#### Page extract
Hot Fuss is the debut studio album by American rock band the Killers, released on June 7, 2004, in the United Kingdom and on June 15, 2004, in the United States by Island Records. The album is mostly influenced by new wave music and post-punk. Hot Fuss spawned four commercially and critically successful singles: "Mr. Brightside", "Somebody Told Me", "All These Things That I've Done" and "Smile Like You Mean It".

The album reached number seven on the Billboard 200 and number one on the UK Albums Chart. , Hot Fuss had sold more than seven million copies worldwide, including more than three million in the United States and more than two million in the United Kingdom. It has also been certified platinum or multi-platinum in Australia, Canada, Ireland, and New Zealand. The album and its first three singles went on to garner five Grammy Award nominations.

Background
The album was recorded at various points throughout 2003 with Jeff Saltzman in Berkeley, California, with the exception of "Everything Will Be Alright", which was recorded by Corlene Byrd in guitarist Dave Keuning's apartment. Many of the tracks were originally recorded as demos, which the band decided to keep for their spontaneity. The album was mixed by Mark Needham at Cornerstone Studios in Los Angeles and Alan Moulder at Eden Studios in London. In 2012, Brandon Flowers told NME that he felt "depressed" after hearing the Strokes' album Is This It. "That record just sounded so perfect", he said. "We threw away everything [we were working on] and the only song that made the cut and remained was 'Mr. Brightside.'"

The songs "Midnight Show" and "Jenny Was a Friend of Mine" are two parts of the so-called "Murder Trilogy", detailing the fictional story of a woman who is murdered by her jealous boyfriend. The first part, "Leave the Bourbon on the Shelf", appears on the band's B-sides and rarities compilation, Sawdust.

Production
The album heavily features a vocal effect called Echo Farm on Flowers' voice. In 2014, Needham recounted, "There were three of us involved in the production company on that record: Braden Merrick, Jeff Saltzman and myself. Jeff and I had been partners for a few years. He was an entertainment attorney and was shopping stuff, but he actually really wanted to be a producer as well. We set Jeff up with a studio, got him started in recording and since he’s a smart guy, he picked it up really quick. At that time, Echo Farm had just come out, and that was really the only vocal effect he had. If you open up Echo Farm, the first setting that comes up is the default setting, which overdrives the vocal a bit and sets an 84 ms delay. That was basically what he put on everything and it sort of became the default vocal tone on the whole record, plus it worked really great, so we kept it. It changes a little bit on certain things, but it was a fairly consistent effect through the whole record."

Artwork
The album cover was photographed by Matthias Clamer in 2000, in the southern region of the suburbs of Beijing, China. The characters on top of each building ("建", "材", "开", and "发") translate to "construction material development".

Release and reception

Hot Fuss received generally positive reviews from critics. On Metacritic, the album has a weighted average score of 66 out of 100 based on 20 reviews, indicating "generally favorable reviews".
########
§ Given exercise
Retype the passage of the Hot Fuss article from "Hot Fuss is" to "Grammy Award nominations." word for word.
#### Provided data
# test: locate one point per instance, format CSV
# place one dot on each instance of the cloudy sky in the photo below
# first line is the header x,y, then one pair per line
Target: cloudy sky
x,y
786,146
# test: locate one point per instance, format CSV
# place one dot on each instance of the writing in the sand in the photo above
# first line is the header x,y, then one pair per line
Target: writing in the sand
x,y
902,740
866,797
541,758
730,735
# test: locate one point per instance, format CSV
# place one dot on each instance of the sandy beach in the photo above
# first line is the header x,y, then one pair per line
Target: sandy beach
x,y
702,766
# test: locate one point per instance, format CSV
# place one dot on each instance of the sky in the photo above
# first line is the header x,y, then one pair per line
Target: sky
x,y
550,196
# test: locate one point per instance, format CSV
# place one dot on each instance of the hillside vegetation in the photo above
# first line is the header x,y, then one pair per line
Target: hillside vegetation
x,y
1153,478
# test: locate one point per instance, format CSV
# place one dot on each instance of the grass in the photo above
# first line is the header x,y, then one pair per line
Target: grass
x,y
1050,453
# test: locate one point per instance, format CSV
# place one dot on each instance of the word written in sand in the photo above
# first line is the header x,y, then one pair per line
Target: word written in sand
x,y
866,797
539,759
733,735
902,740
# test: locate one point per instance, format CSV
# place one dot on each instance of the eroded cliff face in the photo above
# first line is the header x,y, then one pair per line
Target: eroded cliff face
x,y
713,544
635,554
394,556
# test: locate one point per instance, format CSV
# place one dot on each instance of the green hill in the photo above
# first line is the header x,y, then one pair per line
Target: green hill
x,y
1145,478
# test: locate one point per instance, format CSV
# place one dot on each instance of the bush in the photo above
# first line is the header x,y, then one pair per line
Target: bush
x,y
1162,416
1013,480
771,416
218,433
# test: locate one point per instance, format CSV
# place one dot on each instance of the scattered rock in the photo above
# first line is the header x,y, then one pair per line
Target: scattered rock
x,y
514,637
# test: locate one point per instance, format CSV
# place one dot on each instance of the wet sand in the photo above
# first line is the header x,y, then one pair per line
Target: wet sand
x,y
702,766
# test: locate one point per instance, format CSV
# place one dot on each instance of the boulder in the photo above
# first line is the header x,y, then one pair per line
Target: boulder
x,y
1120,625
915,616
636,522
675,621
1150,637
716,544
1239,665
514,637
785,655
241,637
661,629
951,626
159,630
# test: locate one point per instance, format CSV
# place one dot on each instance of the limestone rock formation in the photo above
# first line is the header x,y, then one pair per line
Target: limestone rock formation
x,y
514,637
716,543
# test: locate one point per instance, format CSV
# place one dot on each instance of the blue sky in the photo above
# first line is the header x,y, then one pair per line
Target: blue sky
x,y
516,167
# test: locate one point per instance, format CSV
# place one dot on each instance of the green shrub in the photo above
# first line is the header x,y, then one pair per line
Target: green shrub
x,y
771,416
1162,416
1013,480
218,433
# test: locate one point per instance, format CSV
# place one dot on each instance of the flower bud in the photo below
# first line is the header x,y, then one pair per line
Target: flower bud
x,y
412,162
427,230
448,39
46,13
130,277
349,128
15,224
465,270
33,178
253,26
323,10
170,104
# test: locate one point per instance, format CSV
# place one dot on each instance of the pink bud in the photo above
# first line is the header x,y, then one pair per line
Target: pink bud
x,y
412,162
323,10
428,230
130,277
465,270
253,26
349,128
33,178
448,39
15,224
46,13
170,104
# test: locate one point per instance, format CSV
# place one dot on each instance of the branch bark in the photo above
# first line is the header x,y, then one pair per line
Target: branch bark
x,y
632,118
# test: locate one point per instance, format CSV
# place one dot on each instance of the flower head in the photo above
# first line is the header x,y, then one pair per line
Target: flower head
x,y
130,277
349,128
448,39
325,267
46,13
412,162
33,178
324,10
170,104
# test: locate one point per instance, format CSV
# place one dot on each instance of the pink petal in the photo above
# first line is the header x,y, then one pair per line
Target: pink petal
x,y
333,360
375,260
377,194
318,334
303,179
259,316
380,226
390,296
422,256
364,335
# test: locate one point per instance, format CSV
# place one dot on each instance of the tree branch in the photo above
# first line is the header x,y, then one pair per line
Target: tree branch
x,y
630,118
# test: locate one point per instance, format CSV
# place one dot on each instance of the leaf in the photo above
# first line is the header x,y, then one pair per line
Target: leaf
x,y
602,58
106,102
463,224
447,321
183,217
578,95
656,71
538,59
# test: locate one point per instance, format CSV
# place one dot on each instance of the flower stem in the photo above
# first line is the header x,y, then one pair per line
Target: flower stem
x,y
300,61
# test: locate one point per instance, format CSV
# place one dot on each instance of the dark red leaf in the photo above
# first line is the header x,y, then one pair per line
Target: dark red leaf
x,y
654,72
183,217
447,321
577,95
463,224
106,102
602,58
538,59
########
§ Result
Hot Fuss is the debut studio album by American rock band the Killers, released on June 7, 2004, in the United Kingdom and on June 15, 2004, in the United States by Island Records. The album is mostly influenced by new wave music and post-punk. Hot Fuss spawned four commercially and critically successful singles: "Mr. Brightside", "Somebody Told Me", "All These Things That I've Done" and "Smile Like You Mean It".

The album reached number seven on the Billboard 200 and number one on the UK Albums Chart. , Hot Fuss had sold more than seven million copies worldwide, including more than three million in the United States and more than two million in the United Kingdom. It has also been certified platinum or multi-platinum in Australia, Canada, Ireland, and New Zealand. The album and its first three singles went on to garner five Grammy Award nominations.